---------- GIVEN DATA ----------
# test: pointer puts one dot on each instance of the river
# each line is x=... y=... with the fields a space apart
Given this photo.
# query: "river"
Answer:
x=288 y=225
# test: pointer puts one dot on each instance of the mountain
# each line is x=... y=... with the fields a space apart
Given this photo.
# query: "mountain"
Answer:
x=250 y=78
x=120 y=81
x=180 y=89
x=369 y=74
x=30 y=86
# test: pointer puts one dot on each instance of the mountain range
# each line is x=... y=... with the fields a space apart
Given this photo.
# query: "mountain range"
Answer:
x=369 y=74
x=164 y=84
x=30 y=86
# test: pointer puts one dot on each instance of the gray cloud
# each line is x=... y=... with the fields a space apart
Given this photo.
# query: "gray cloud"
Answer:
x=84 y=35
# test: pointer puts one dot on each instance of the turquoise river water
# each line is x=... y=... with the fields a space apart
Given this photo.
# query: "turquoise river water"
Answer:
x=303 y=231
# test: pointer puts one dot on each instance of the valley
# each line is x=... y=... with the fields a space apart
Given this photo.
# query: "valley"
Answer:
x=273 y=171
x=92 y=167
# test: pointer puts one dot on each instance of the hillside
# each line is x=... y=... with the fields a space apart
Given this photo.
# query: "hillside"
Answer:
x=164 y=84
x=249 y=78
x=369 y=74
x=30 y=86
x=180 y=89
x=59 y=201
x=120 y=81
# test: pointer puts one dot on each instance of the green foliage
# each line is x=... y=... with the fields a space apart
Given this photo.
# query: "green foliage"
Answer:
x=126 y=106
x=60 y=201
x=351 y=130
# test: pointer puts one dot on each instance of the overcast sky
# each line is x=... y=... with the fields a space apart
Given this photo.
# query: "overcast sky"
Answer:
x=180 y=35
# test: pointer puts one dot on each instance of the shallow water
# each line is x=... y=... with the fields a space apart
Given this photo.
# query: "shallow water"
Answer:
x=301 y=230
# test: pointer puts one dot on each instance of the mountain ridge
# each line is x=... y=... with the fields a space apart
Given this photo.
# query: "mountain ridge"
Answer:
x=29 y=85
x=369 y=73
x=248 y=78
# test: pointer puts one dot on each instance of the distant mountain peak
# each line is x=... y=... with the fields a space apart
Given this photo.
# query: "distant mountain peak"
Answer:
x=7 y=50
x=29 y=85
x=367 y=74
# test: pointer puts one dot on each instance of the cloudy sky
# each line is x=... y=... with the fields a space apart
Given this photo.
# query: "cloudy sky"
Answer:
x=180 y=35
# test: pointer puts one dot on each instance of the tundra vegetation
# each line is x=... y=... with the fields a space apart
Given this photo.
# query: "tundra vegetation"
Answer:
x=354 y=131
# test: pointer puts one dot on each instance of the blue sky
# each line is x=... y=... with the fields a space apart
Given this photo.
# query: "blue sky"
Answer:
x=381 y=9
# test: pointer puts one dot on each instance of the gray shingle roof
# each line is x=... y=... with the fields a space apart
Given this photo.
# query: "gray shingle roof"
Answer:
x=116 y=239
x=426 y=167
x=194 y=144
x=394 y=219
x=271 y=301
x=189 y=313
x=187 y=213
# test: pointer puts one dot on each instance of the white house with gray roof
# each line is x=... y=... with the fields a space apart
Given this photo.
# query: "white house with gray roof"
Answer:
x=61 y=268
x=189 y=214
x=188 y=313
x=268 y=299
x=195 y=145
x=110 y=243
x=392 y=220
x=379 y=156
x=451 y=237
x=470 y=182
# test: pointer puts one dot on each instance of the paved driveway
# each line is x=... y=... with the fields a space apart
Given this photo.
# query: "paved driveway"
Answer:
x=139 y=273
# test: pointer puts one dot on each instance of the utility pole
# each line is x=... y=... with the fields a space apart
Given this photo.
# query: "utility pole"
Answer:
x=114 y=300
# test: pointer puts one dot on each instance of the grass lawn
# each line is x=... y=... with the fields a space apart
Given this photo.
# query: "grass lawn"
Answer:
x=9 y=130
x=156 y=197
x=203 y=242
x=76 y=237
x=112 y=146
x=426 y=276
----------
• **WHAT IS BEING ASKED**
Please recast every line of the data above as a Markdown table with the columns No and Line, numbering the rows in order and omitting blank lines.

• **FINISHED ANSWER**
| No | Line |
|---|---|
| 1 | # test: pointer puts one dot on each instance of the river |
| 2 | # each line is x=... y=... with the fields a space apart |
| 3 | Given this photo. |
| 4 | # query: "river" |
| 5 | Answer: |
| 6 | x=288 y=225 |
| 7 | # test: pointer puts one dot on each instance of the mountain |
| 8 | # each line is x=... y=... with the fields a space apart |
| 9 | Given this photo. |
| 10 | # query: "mountain" |
| 11 | Answer: |
| 12 | x=250 y=78 |
| 13 | x=120 y=81 |
| 14 | x=180 y=89 |
| 15 | x=369 y=74 |
| 16 | x=30 y=86 |
| 17 | # test: pointer puts one dot on each instance of the mountain range |
| 18 | # each line is x=... y=... with the fields a space apart |
| 19 | Given this photo. |
| 20 | # query: "mountain range" |
| 21 | Answer: |
| 22 | x=369 y=74 |
| 23 | x=164 y=84 |
| 24 | x=30 y=86 |
| 25 | # test: pointer puts one dot on each instance of the gray cloud |
| 26 | # each line is x=... y=... with the fields a space apart |
| 27 | Given this photo. |
| 28 | # query: "gray cloud" |
| 29 | Answer: |
| 30 | x=84 y=35 |
| 31 | # test: pointer puts one dot on each instance of the turquoise river water |
| 32 | # each line is x=... y=... with the fields a space apart |
| 33 | Given this photo. |
| 34 | # query: "turquoise river water" |
| 35 | Answer: |
| 36 | x=303 y=231 |
| 37 | # test: pointer puts one dot on each instance of the valley |
| 38 | # each line is x=... y=... with the fields a space apart |
| 39 | Given this photo. |
| 40 | # query: "valley" |
| 41 | Answer: |
| 42 | x=273 y=171 |
| 43 | x=92 y=167 |
| 44 | # test: pointer puts one dot on each instance of the hillside |
| 45 | # each line is x=... y=... with the fields a space apart |
| 46 | Given this photo. |
| 47 | # query: "hillside" |
| 48 | Answer: |
| 49 | x=164 y=84 |
| 50 | x=249 y=78 |
| 51 | x=369 y=74 |
| 52 | x=30 y=86 |
| 53 | x=180 y=89 |
| 54 | x=59 y=201 |
| 55 | x=120 y=81 |
| 56 | # test: pointer puts one dot on each instance of the green foliage |
| 57 | # each line is x=... y=... with the fields a space apart |
| 58 | Given this photo. |
| 59 | # query: "green foliage" |
| 60 | Answer: |
| 61 | x=126 y=106 |
| 62 | x=60 y=201 |
| 63 | x=351 y=130 |
| 64 | # test: pointer puts one dot on each instance of the overcast sky |
| 65 | # each line is x=... y=... with the fields a space apart |
| 66 | Given this photo. |
| 67 | # query: "overcast sky" |
| 68 | Answer: |
| 69 | x=180 y=35 |
| 70 | # test: pointer puts one dot on each instance of the shallow water |
| 71 | # each line is x=... y=... with the fields a space apart |
| 72 | Given this photo. |
| 73 | # query: "shallow water" |
| 74 | Answer: |
| 75 | x=301 y=230 |
| 76 | # test: pointer puts one dot on each instance of the mountain ridge |
| 77 | # each line is x=... y=... with the fields a space apart |
| 78 | Given this photo. |
| 79 | # query: "mountain ridge" |
| 80 | Answer: |
| 81 | x=29 y=85 |
| 82 | x=369 y=73 |
| 83 | x=248 y=78 |
| 84 | # test: pointer puts one dot on each instance of the distant mountain peak |
| 85 | # each line is x=... y=... with the fields a space apart |
| 86 | Given this photo. |
| 87 | # query: "distant mountain peak" |
| 88 | Answer: |
| 89 | x=7 y=50 |
| 90 | x=29 y=85 |
| 91 | x=367 y=74 |
| 92 | # test: pointer puts one dot on each instance of the cloudy sky |
| 93 | # each line is x=... y=... with the fields a space apart |
| 94 | Given this photo. |
| 95 | # query: "cloudy sky" |
| 96 | Answer: |
| 97 | x=180 y=35 |
| 98 | # test: pointer puts one dot on each instance of the tundra vegetation |
| 99 | # each line is x=... y=... with the fields a space apart |
| 100 | Given this photo. |
| 101 | # query: "tundra vegetation" |
| 102 | Answer: |
| 103 | x=354 y=131 |
| 104 | # test: pointer puts one dot on each instance of the blue sky |
| 105 | # each line is x=... y=... with the fields a space apart |
| 106 | Given this photo. |
| 107 | # query: "blue sky" |
| 108 | Answer: |
| 109 | x=381 y=9 |
| 110 | # test: pointer puts one dot on each instance of the gray shingle roof |
| 111 | # each line is x=... y=... with the fields a space apart |
| 112 | Given this photo. |
| 113 | # query: "gray shingle roof" |
| 114 | Answer: |
| 115 | x=116 y=239 |
| 116 | x=426 y=167 |
| 117 | x=194 y=144 |
| 118 | x=394 y=219 |
| 119 | x=271 y=301 |
| 120 | x=189 y=313 |
| 121 | x=187 y=213 |
| 122 | # test: pointer puts one dot on each instance of the white house with gray roof |
| 123 | # each line is x=... y=... with the fields a space apart |
| 124 | Given this photo. |
| 125 | # query: "white house with gray roof" |
| 126 | Answer: |
| 127 | x=61 y=268 |
| 128 | x=189 y=214 |
| 129 | x=188 y=313 |
| 130 | x=268 y=299 |
| 131 | x=195 y=145 |
| 132 | x=110 y=243 |
| 133 | x=392 y=220 |
| 134 | x=379 y=156 |
| 135 | x=451 y=237 |
| 136 | x=470 y=182 |
| 137 | # test: pointer puts one dot on each instance of the paved driveway |
| 138 | # each line is x=... y=... with the fields a space apart |
| 139 | Given this photo. |
| 140 | # query: "paved driveway" |
| 141 | Answer: |
| 142 | x=139 y=273 |
| 143 | # test: pointer puts one dot on each instance of the utility pole |
| 144 | # each line is x=... y=... with the fields a space apart |
| 145 | Given this photo. |
| 146 | # query: "utility pole" |
| 147 | Answer: |
| 148 | x=114 y=300 |
| 149 | # test: pointer puts one dot on each instance of the grass lawn |
| 150 | # each line is x=... y=... with the fields a space apart |
| 151 | Given this photo. |
| 152 | # query: "grass lawn" |
| 153 | Answer: |
| 154 | x=9 y=130 |
| 155 | x=156 y=197 |
| 156 | x=203 y=242 |
| 157 | x=76 y=237 |
| 158 | x=112 y=146 |
| 159 | x=426 y=276 |